# Try it:
Your answer must consist only of the lines from the start of the entries through the line that holds "Where can you spot the pine", copied exactly, with no pictures.

[Region pointing data]
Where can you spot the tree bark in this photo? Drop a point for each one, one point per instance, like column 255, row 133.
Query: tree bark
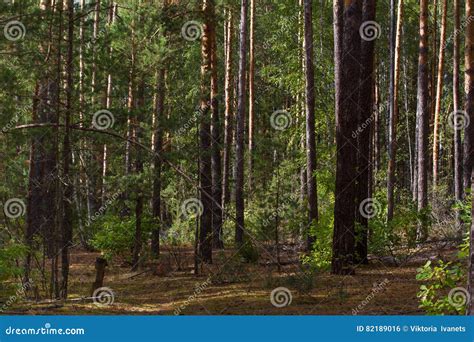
column 348, row 21
column 228, row 131
column 251, row 91
column 310, row 122
column 205, row 229
column 439, row 92
column 394, row 114
column 458, row 174
column 423, row 117
column 240, row 145
column 469, row 91
column 217, row 214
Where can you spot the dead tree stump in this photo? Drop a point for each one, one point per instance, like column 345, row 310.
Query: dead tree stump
column 100, row 265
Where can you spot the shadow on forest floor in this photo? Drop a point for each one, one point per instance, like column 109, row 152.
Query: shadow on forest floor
column 380, row 288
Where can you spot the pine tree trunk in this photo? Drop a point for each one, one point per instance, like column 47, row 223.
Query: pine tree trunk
column 251, row 91
column 423, row 118
column 458, row 174
column 348, row 21
column 394, row 115
column 366, row 105
column 240, row 145
column 217, row 214
column 310, row 122
column 228, row 131
column 157, row 163
column 205, row 228
column 439, row 92
column 469, row 90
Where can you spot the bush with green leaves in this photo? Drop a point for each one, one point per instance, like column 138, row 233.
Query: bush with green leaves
column 440, row 279
column 116, row 235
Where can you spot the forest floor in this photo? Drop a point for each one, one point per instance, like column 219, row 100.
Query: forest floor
column 386, row 286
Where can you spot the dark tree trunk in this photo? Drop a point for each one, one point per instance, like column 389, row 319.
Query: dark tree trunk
column 366, row 105
column 157, row 164
column 228, row 131
column 217, row 214
column 205, row 161
column 240, row 144
column 423, row 118
column 469, row 104
column 310, row 122
column 458, row 188
column 348, row 21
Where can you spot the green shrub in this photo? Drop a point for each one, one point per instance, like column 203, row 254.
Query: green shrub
column 440, row 280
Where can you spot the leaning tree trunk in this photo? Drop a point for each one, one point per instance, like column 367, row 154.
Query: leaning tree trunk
column 228, row 131
column 240, row 145
column 366, row 104
column 348, row 17
column 205, row 231
column 394, row 114
column 159, row 114
column 423, row 117
column 439, row 92
column 251, row 92
column 458, row 189
column 310, row 122
column 216, row 163
column 469, row 89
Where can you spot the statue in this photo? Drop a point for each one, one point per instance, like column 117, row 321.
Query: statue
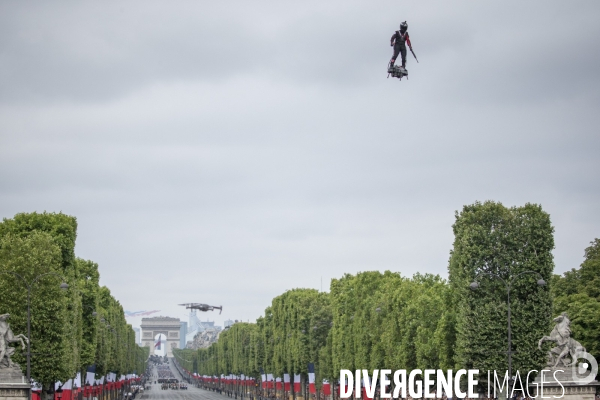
column 7, row 337
column 565, row 344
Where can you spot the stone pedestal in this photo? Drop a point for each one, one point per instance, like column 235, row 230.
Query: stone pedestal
column 13, row 385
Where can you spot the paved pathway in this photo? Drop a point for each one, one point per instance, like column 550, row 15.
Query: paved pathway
column 192, row 393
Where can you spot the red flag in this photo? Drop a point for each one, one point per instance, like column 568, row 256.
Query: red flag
column 311, row 378
column 326, row 388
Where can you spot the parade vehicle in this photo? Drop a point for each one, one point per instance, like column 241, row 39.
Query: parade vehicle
column 202, row 307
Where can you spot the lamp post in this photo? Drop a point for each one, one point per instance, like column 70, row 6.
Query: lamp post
column 508, row 284
column 63, row 286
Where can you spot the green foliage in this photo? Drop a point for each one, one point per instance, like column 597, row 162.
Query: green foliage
column 505, row 241
column 30, row 257
column 578, row 293
column 65, row 335
column 385, row 319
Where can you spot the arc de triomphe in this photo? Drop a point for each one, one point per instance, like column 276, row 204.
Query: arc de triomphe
column 167, row 326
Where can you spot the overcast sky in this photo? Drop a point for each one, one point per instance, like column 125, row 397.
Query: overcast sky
column 224, row 152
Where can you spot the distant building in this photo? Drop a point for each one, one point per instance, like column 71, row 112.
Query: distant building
column 182, row 334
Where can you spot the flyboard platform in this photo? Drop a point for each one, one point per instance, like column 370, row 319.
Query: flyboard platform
column 396, row 71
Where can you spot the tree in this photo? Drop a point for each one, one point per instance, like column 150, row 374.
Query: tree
column 505, row 241
column 577, row 292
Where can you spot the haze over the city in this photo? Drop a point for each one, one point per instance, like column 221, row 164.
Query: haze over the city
column 226, row 152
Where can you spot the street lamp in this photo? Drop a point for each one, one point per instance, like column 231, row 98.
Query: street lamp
column 475, row 286
column 64, row 286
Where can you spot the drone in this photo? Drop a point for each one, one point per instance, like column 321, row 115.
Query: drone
column 202, row 307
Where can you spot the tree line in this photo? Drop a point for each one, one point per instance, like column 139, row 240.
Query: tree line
column 71, row 329
column 374, row 320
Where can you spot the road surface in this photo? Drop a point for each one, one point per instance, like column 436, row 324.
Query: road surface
column 192, row 393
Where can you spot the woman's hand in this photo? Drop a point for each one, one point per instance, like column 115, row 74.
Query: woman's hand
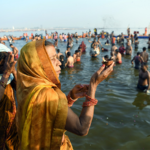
column 9, row 66
column 100, row 75
column 79, row 91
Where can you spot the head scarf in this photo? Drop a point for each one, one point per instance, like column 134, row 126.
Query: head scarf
column 4, row 48
column 42, row 107
column 83, row 46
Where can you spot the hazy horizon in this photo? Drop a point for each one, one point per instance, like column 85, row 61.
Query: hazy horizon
column 75, row 14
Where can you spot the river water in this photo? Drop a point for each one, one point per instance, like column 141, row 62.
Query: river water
column 121, row 119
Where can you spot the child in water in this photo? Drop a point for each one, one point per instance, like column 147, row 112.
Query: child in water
column 62, row 61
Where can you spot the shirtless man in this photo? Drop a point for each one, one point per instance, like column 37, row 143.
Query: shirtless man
column 128, row 49
column 113, row 48
column 144, row 55
column 144, row 78
column 118, row 57
column 58, row 54
column 68, row 50
column 15, row 51
column 137, row 60
column 70, row 61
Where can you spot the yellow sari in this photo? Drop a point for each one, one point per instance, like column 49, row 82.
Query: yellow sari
column 8, row 130
column 42, row 106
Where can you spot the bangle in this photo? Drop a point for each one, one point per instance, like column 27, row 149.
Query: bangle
column 90, row 102
column 3, row 84
column 70, row 100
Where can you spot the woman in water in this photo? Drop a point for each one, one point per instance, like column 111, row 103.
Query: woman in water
column 144, row 78
column 136, row 43
column 44, row 112
column 148, row 43
column 83, row 46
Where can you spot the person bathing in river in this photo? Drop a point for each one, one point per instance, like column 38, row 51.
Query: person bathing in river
column 58, row 54
column 113, row 48
column 128, row 49
column 75, row 56
column 144, row 78
column 122, row 49
column 62, row 66
column 136, row 43
column 68, row 50
column 70, row 61
column 113, row 57
column 148, row 43
column 94, row 52
column 104, row 50
column 15, row 51
column 83, row 46
column 144, row 55
column 138, row 60
column 44, row 112
column 118, row 57
column 78, row 56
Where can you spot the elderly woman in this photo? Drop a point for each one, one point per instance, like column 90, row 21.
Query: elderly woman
column 8, row 130
column 44, row 112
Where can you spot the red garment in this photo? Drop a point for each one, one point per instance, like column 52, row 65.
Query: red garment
column 83, row 46
column 122, row 50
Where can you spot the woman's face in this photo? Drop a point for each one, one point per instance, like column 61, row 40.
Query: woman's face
column 55, row 62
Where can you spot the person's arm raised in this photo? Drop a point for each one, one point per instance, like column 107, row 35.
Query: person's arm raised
column 81, row 125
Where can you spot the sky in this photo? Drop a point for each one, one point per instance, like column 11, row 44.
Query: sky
column 75, row 13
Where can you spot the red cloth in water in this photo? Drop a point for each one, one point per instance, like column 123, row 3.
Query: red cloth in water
column 83, row 46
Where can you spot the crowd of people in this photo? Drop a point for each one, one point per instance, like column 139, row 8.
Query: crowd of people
column 43, row 113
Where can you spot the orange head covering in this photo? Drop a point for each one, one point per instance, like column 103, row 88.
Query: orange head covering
column 42, row 107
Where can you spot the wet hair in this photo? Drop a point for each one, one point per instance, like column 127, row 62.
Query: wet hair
column 106, row 56
column 144, row 48
column 47, row 43
column 68, row 54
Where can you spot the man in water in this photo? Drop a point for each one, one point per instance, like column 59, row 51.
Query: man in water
column 68, row 50
column 137, row 60
column 128, row 49
column 15, row 51
column 75, row 56
column 113, row 57
column 94, row 52
column 70, row 61
column 78, row 56
column 144, row 78
column 144, row 55
column 58, row 54
column 118, row 57
column 122, row 49
column 113, row 48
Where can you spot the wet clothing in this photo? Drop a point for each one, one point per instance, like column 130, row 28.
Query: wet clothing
column 142, row 88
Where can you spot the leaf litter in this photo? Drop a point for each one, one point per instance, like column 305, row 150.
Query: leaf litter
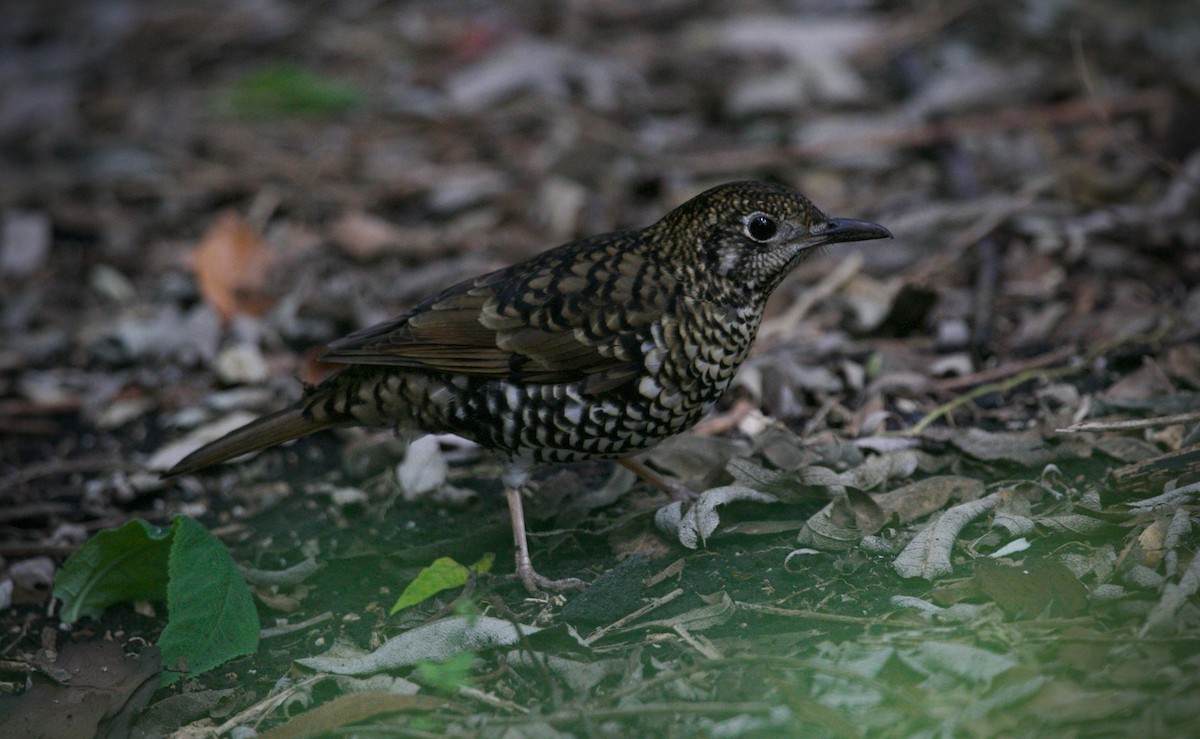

# Result below:
Where can you spot the tree bark in this photo? Drop a point for each one, one point per instance, like column 255, row 133.
Query: tree bark
column 348, row 21
column 228, row 131
column 251, row 91
column 310, row 122
column 205, row 229
column 439, row 92
column 394, row 114
column 458, row 174
column 423, row 117
column 240, row 145
column 469, row 91
column 217, row 214
Where can you spot the dead tree stump in this photo? Drop a point for each one, one point per instance, like column 345, row 310.
Query: dead tree stump
column 100, row 265
Where can you spot the shadow on forest floor in this photo? Drop a point for each one, one point per instance, like column 109, row 152.
Query: shadow on forest floor
column 380, row 288
Where can you spot the pine tree trunk in this photo? Drop a point for each one, one point per instance, like column 47, row 223.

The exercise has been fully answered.